- **TEXT PASSAGE**

Jos van Eck

Personal information
- Date of birth: 2 May 1963 (age 63)
- Place of birth: Rotterdam, Netherlands
- Height: 6 ft 1 in (1.85 m)
- Position: Defender

Team information
- Current team: Jong Sparta (team manager)

Youth career
- Excelsior
- Spartaan '20
- Unitas

Senior career*
- Years: Team / Apps / (Gls)
- 1987–1989: De Graafschap / 52 / (9)
- 1989–1990: PEC Zwolle / 41 / (7)
- 1990–1993: BVV Den Bosch / 91 / (13)
- 1993–1995: Sparta / 41 / (5)
- 1995–1996: KFC Tielen
- 1996–1997: Rozenburg
- 1997–1998: Groote Lindt
- 1998–1999: Dordrecht / 1 / (0)

Managerial career
- 2002–2003: FC Dordrecht
- 2009–2011: Sparta (assistant)
- 2011: Sparta
- 2011–2012: Quick Boys
- 2013: CVV Zwervers

= Jos van Eck =

Dutch footballer (born 1963)

Jos van Eck (born 2 May 1963) is a Dutch former football manager and player. He is team manager of Jong Sparta, the under-21 team of Sparta Rotterdam.

==Playing career==
Van Eck played for De Graafschap, FC Zwolle, FC Den Bosch, Sparta Rotterdam, KFC Tielen and FC Dordrecht. He also had a controversial stint at amateur side Rozenburg after he got relegated from the highest amateur level with Groote Lindt a year earlier.

==Managerial career==
After retirement, he worked as an assistant coach, then manager at FC Dordrecht before Robert Verbeek took over in January 2004. After leaving FC Dordrecht, he worked as an assistant coach at Sparta Rotterdam for seven years before taking over as manager when Jan Everse resigned on 24 February 2011. Van Eck continued as manager until the end of the season when Michel Vonk was appointed on a permanent basis. He later worked as a coach at amateur sides Quick Boys and Zwervers.

On 23 June 2021, Van Eck was appointed team manager of Jong Sparta, the under-21 team of Sparta Rotterdam, a position where he would oversee practicalities regarding the team.

==Personal life==
His brother René played professional football in Holland and Switzerland.

Van Eck's wife Lindsey died of breast cancer in 2020. Together they had a daughter, Abbygail.

- **DATASET CONTENT**
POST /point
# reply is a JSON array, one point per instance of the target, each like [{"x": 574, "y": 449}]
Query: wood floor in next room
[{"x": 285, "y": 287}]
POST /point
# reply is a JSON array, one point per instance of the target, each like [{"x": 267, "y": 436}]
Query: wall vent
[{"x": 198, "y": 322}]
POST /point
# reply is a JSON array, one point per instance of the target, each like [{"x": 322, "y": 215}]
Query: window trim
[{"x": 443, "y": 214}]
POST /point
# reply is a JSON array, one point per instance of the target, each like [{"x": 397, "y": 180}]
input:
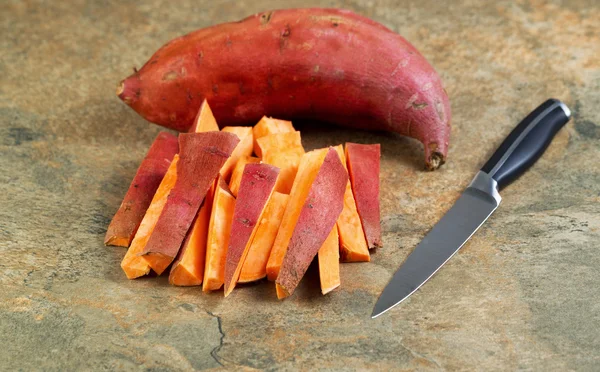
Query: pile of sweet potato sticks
[{"x": 204, "y": 206}]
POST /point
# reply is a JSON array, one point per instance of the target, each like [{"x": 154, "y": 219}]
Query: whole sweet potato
[{"x": 326, "y": 64}]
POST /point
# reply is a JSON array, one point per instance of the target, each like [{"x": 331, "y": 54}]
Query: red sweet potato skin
[
  {"x": 321, "y": 210},
  {"x": 363, "y": 166},
  {"x": 296, "y": 63},
  {"x": 153, "y": 168},
  {"x": 201, "y": 157},
  {"x": 258, "y": 183}
]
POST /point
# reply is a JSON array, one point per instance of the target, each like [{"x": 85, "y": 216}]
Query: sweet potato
[
  {"x": 326, "y": 64},
  {"x": 329, "y": 262},
  {"x": 219, "y": 230},
  {"x": 188, "y": 268},
  {"x": 150, "y": 173},
  {"x": 133, "y": 265},
  {"x": 258, "y": 183},
  {"x": 201, "y": 157},
  {"x": 255, "y": 265},
  {"x": 267, "y": 126},
  {"x": 284, "y": 151},
  {"x": 307, "y": 171},
  {"x": 205, "y": 120},
  {"x": 238, "y": 171},
  {"x": 353, "y": 244},
  {"x": 244, "y": 148},
  {"x": 320, "y": 211},
  {"x": 363, "y": 167}
]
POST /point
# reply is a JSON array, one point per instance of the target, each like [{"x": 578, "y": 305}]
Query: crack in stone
[{"x": 217, "y": 348}]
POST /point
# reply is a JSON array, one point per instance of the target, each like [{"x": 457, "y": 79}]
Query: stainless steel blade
[{"x": 469, "y": 212}]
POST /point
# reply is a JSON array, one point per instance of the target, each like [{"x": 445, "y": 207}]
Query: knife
[{"x": 523, "y": 147}]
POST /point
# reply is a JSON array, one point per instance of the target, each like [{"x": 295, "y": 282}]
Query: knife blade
[{"x": 521, "y": 149}]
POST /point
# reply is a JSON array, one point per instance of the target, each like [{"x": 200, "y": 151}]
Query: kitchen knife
[{"x": 523, "y": 147}]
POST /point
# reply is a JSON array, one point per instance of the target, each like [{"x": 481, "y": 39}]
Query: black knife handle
[{"x": 527, "y": 142}]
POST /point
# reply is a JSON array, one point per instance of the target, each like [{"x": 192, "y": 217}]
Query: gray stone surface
[{"x": 523, "y": 294}]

- **TASK ITEM**
Copy out the part of the Jos van Eck text starting at "- 2011: Sparta" and ending at "of Sparta Rotterdam.".

- **WRITTEN ANSWER**
- 2011: Sparta
- 2011–2012: Quick Boys
- 2013: CVV Zwervers

= Jos van Eck =

Dutch footballer (born 1963)

Jos van Eck (born 2 May 1963) is a Dutch former football manager and player. He is team manager of Jong Sparta, the under-21 team of Sparta Rotterdam.